----- Records supplied
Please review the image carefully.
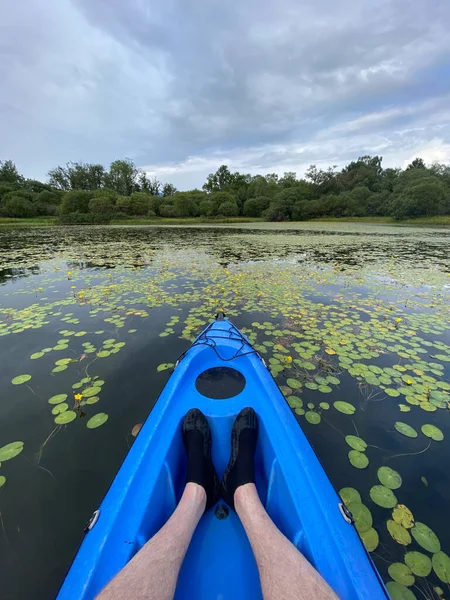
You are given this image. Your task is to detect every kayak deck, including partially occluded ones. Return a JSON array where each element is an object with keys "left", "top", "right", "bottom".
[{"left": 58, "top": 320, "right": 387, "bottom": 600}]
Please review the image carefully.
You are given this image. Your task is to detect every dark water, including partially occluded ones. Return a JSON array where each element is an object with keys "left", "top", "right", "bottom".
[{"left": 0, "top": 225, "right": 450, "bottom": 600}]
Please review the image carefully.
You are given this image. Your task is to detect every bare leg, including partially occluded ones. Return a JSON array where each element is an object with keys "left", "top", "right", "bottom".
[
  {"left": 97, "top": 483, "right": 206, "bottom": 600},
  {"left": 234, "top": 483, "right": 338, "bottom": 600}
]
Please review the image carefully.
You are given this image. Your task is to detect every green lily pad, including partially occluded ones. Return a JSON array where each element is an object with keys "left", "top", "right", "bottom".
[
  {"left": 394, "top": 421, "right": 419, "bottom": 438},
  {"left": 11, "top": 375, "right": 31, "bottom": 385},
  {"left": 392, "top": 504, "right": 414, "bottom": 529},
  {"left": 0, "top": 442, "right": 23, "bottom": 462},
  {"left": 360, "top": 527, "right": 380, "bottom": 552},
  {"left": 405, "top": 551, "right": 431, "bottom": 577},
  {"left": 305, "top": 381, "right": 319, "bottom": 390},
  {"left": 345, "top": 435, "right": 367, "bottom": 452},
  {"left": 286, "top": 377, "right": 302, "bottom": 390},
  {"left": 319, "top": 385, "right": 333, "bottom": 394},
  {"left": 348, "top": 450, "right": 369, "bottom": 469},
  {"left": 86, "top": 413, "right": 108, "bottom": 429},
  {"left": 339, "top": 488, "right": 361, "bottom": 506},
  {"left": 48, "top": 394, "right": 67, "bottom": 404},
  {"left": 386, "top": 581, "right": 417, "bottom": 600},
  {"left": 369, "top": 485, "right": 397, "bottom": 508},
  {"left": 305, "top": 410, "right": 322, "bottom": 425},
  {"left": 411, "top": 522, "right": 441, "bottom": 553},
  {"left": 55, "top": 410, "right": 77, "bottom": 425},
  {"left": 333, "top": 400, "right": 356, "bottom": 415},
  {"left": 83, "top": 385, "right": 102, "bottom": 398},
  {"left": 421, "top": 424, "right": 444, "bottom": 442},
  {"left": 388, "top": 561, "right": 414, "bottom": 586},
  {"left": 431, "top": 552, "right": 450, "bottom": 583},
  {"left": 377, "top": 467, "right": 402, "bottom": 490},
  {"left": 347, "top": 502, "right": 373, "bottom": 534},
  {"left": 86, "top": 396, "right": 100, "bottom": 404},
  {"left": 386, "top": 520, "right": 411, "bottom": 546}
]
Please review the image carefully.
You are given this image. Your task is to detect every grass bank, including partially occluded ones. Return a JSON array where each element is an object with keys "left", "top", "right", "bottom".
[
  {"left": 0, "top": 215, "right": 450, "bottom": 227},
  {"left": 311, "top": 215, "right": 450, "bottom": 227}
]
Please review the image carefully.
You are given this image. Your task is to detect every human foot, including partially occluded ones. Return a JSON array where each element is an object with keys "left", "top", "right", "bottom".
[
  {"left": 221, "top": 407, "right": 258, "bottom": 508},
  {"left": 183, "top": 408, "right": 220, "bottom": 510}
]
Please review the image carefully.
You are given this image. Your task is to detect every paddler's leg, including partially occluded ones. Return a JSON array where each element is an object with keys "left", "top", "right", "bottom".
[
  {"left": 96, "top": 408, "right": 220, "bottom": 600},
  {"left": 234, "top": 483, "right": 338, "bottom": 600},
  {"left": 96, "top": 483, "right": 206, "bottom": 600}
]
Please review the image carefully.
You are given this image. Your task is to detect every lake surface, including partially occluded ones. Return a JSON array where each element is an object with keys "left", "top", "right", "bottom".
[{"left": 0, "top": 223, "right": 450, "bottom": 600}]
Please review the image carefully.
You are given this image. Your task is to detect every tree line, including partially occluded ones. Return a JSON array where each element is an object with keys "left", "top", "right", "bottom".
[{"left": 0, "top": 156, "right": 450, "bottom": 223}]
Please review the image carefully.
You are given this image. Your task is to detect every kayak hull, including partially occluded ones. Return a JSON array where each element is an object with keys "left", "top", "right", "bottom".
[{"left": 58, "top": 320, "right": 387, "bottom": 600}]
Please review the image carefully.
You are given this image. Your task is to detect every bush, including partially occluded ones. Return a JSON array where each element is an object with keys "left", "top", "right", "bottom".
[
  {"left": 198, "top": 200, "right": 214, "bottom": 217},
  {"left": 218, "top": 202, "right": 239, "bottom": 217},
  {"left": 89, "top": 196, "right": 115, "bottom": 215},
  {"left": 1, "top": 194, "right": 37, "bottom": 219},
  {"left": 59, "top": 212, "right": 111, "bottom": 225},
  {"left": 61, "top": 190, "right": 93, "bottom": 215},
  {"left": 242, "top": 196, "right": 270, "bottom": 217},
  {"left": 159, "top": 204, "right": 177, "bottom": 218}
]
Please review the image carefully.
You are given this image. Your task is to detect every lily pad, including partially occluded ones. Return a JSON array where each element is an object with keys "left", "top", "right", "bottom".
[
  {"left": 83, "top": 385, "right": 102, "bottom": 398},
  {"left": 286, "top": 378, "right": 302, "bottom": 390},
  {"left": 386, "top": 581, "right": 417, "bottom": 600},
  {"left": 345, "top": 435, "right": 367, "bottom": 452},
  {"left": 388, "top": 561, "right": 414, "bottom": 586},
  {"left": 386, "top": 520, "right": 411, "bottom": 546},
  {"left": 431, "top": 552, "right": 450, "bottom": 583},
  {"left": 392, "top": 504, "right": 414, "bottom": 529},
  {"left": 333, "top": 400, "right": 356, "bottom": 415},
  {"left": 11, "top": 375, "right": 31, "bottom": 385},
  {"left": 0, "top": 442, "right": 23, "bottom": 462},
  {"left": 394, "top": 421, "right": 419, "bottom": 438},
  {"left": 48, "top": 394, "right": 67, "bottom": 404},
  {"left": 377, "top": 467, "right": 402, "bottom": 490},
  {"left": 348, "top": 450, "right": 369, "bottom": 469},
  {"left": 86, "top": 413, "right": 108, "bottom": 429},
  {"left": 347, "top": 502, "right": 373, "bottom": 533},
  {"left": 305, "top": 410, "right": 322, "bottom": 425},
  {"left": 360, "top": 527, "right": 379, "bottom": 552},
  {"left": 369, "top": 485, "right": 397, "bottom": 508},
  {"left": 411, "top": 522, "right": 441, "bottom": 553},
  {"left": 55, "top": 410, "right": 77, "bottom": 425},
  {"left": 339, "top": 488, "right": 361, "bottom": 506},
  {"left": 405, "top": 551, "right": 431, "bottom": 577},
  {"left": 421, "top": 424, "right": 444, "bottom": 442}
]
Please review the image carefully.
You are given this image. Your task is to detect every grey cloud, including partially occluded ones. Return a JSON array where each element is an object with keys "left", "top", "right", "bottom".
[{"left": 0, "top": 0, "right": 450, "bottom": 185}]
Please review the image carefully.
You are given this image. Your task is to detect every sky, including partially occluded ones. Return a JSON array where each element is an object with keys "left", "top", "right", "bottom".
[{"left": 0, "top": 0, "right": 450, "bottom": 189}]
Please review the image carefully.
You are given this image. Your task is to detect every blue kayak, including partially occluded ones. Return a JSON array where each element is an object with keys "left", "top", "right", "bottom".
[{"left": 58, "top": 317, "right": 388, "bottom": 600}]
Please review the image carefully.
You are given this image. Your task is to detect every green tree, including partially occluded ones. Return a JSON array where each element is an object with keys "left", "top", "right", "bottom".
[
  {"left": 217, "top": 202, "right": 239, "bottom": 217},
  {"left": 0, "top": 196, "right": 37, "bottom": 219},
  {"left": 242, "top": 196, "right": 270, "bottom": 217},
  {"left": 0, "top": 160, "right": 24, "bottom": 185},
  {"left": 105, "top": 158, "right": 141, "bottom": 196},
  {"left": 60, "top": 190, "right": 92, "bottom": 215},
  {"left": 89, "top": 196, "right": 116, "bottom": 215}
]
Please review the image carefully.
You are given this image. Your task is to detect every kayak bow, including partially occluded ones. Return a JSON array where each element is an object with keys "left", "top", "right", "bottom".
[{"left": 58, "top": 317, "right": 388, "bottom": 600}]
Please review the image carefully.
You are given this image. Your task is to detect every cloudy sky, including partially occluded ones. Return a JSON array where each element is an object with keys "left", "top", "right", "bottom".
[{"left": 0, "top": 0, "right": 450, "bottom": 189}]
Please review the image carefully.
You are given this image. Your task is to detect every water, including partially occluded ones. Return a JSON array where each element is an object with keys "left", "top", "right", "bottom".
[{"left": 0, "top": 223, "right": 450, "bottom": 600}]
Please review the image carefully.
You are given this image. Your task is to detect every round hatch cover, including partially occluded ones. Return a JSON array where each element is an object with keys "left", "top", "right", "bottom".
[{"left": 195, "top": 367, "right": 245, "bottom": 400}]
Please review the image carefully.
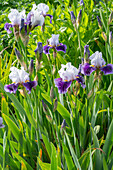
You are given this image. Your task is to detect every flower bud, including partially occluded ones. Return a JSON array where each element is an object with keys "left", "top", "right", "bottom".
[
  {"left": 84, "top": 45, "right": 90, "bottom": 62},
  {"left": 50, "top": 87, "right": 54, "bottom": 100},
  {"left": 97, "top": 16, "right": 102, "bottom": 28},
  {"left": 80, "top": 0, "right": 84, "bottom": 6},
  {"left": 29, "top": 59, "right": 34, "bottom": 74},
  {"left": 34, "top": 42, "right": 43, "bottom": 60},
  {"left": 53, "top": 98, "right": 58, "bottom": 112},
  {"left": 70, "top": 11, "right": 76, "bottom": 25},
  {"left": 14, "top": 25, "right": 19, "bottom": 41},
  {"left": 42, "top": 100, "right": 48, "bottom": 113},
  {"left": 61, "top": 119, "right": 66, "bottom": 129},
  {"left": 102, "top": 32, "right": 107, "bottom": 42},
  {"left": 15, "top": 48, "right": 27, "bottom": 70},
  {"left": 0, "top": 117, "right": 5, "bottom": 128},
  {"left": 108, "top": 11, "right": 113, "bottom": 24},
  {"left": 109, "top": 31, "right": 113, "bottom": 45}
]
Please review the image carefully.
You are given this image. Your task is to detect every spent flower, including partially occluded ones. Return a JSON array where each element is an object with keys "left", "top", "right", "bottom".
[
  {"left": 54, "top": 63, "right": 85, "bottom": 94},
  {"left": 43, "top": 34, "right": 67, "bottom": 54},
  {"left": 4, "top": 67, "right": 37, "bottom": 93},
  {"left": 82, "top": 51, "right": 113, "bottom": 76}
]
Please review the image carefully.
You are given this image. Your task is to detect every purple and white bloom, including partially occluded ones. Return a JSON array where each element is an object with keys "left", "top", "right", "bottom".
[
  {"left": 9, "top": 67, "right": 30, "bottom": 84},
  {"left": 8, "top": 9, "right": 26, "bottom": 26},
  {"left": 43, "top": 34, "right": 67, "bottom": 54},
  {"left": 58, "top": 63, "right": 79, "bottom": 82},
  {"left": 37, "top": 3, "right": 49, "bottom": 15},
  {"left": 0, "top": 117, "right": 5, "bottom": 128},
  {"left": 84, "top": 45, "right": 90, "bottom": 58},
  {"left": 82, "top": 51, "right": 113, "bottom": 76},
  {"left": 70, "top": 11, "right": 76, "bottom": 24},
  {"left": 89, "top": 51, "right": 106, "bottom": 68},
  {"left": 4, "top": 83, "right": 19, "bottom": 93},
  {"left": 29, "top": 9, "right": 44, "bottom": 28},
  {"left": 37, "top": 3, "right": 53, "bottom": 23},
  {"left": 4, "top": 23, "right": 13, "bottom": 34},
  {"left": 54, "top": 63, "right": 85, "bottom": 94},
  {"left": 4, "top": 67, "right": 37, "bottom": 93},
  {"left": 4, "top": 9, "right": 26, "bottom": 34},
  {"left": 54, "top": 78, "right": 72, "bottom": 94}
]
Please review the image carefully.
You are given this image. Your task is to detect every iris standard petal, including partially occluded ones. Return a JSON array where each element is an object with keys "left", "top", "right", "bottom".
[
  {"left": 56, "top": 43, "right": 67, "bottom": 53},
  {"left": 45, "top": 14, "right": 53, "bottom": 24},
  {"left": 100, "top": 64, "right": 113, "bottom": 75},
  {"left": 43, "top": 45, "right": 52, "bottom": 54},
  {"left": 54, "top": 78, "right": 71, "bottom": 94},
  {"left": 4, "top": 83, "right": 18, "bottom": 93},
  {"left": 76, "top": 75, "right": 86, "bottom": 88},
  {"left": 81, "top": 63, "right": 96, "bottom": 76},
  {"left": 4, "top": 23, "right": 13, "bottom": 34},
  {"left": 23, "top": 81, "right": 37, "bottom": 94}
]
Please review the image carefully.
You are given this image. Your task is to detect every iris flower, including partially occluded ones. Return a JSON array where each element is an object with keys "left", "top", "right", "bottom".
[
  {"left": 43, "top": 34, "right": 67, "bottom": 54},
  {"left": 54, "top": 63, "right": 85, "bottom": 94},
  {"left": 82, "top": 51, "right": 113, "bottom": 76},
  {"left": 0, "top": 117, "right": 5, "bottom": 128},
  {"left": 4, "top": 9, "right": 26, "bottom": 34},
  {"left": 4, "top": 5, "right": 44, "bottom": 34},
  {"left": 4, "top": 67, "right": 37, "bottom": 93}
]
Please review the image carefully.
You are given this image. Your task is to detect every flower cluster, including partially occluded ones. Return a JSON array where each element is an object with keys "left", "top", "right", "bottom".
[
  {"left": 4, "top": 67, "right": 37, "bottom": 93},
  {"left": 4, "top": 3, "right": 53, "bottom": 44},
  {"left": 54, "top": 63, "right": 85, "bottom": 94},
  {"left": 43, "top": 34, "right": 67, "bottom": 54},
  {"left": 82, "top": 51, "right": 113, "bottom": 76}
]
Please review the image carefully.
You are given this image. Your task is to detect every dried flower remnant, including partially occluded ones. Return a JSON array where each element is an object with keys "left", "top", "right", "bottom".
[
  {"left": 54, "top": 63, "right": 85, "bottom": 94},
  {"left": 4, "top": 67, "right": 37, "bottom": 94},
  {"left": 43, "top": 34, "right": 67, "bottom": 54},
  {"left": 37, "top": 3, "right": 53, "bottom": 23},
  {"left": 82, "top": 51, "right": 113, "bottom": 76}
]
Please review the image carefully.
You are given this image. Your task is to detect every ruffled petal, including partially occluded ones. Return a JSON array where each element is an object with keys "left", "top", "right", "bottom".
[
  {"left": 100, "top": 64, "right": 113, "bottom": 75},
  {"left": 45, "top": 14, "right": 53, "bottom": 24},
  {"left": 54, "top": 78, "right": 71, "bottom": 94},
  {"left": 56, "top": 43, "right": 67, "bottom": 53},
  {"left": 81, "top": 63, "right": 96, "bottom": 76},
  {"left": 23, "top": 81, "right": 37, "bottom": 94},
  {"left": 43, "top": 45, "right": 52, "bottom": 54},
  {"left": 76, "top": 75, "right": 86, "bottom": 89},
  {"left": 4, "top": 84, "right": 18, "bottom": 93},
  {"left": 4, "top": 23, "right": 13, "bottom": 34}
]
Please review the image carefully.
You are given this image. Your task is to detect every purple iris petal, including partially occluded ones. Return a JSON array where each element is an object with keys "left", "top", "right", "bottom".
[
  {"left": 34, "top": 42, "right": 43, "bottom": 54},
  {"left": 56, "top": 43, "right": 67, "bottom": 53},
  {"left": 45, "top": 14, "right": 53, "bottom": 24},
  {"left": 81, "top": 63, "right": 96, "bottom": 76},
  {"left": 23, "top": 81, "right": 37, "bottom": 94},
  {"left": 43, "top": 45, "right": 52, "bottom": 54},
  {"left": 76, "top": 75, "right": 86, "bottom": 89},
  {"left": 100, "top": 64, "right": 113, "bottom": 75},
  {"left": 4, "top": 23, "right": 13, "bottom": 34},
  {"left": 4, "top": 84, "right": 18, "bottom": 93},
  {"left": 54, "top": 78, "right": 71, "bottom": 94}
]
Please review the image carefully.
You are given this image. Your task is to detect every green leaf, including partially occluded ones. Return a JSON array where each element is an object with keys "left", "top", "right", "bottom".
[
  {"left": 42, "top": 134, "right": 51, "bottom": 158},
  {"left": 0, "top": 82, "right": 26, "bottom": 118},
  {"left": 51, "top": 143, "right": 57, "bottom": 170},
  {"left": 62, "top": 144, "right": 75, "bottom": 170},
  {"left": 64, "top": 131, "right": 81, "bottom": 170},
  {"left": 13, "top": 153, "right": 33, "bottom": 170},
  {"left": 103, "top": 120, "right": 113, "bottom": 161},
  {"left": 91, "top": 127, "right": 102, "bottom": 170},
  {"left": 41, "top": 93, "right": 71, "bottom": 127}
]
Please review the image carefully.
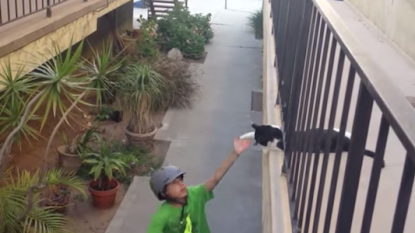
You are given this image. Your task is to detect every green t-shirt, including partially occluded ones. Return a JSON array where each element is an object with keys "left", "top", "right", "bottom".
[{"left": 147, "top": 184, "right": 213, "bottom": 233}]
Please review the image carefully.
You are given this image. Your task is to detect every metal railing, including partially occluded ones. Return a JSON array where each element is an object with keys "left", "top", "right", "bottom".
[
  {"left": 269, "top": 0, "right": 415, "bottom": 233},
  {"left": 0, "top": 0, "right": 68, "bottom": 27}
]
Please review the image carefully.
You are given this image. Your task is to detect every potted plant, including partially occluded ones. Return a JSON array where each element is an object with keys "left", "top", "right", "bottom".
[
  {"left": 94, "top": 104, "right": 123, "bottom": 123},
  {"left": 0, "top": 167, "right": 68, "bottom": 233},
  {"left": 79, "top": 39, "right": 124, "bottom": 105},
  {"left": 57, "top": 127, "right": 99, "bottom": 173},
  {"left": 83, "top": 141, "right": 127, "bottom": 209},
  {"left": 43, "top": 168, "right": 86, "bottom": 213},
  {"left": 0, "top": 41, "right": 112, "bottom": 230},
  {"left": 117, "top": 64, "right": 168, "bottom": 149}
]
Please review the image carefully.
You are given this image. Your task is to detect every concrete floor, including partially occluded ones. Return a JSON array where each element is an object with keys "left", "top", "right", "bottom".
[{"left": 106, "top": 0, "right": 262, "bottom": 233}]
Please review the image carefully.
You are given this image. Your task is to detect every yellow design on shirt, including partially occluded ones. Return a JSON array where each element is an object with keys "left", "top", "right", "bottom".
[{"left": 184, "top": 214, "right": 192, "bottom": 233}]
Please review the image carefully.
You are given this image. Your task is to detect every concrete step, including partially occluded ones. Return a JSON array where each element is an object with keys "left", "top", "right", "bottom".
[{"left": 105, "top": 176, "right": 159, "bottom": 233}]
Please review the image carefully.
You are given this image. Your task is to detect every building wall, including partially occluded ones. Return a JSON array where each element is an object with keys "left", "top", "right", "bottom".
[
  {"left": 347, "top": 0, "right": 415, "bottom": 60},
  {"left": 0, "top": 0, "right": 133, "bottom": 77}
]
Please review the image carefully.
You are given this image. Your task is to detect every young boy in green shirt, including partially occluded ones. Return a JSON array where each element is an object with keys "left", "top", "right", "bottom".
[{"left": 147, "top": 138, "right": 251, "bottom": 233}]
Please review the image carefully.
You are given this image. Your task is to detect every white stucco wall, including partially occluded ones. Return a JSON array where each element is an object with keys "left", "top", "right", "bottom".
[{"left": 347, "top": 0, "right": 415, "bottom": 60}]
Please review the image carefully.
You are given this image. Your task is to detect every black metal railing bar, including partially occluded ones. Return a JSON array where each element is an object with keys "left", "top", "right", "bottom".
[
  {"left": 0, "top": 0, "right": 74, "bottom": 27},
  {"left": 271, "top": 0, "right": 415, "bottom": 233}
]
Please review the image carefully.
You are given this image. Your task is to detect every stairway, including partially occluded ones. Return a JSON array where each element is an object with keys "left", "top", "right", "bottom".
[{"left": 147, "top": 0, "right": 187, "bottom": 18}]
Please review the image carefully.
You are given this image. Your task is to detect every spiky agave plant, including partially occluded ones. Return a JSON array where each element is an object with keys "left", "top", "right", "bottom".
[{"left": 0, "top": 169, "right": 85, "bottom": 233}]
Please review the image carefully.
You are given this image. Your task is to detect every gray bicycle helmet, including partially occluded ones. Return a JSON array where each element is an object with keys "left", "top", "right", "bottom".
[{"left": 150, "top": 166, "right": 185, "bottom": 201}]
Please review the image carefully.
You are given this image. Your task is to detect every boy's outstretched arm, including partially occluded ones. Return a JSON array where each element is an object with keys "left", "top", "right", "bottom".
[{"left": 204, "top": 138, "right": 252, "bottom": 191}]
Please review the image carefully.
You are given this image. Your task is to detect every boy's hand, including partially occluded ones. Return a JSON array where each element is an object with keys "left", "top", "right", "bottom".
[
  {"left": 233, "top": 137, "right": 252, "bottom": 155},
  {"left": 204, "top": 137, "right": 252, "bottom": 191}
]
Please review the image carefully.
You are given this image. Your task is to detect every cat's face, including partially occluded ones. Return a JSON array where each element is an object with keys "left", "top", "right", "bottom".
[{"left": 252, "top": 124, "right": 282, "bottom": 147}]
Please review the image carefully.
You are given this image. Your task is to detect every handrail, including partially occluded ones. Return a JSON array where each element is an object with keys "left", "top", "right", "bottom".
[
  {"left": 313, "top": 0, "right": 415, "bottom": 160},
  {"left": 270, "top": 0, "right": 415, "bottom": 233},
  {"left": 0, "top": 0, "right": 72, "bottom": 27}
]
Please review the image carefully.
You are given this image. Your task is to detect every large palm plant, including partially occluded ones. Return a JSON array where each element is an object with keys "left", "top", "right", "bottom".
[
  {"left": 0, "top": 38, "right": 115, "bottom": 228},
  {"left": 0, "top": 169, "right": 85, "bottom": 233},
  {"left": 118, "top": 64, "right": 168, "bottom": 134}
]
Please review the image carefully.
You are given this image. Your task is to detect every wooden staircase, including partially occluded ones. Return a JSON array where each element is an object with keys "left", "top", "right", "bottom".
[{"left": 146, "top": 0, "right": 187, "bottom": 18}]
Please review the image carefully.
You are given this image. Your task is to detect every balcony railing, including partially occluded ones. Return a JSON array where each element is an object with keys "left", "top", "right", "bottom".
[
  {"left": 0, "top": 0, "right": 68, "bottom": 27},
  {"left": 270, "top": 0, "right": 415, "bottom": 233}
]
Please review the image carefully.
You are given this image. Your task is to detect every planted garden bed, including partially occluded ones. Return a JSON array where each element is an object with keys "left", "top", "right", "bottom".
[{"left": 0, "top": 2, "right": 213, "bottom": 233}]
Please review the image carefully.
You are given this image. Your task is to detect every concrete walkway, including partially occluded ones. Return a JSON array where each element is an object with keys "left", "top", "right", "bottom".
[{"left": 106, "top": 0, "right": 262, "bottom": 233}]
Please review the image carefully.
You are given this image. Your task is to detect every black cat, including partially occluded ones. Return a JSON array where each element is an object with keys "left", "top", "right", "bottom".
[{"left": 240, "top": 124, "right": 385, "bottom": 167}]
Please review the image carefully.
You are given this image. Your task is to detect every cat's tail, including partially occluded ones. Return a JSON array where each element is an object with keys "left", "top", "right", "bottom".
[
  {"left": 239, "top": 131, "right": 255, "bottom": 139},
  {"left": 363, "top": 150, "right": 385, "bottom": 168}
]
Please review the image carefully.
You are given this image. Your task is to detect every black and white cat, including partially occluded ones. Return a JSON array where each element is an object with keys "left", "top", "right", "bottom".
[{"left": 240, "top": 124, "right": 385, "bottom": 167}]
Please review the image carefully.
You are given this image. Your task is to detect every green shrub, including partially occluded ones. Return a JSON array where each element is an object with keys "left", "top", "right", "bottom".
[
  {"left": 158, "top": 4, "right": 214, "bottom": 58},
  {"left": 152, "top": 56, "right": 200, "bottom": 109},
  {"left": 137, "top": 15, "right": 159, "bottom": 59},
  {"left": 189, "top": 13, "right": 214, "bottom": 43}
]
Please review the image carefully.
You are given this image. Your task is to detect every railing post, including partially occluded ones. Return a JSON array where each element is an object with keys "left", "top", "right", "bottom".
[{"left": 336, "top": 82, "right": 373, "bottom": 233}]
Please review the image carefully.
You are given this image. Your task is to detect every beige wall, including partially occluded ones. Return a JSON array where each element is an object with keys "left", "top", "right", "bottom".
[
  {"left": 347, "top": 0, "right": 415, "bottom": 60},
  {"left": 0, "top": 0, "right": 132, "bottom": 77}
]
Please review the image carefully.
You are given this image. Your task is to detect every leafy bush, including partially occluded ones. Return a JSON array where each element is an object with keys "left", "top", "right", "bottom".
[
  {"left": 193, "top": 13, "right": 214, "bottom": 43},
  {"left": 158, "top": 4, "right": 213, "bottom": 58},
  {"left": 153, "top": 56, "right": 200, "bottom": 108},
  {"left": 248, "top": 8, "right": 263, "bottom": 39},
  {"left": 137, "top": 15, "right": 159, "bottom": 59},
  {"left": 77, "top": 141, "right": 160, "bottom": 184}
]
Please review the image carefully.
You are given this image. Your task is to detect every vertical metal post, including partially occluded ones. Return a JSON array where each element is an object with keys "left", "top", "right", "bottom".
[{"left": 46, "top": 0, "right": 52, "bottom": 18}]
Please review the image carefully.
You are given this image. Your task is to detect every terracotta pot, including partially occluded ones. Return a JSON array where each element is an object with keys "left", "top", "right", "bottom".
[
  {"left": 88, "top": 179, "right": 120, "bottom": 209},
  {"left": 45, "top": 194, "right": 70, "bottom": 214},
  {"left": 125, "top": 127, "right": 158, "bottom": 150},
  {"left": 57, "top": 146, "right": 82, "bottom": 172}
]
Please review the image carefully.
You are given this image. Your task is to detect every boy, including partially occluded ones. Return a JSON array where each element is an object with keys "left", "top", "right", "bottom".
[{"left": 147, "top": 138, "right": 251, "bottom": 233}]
----------
How many lines in the material above contain the word "post"? Reply with the number alone.

▶ **Task response**: 2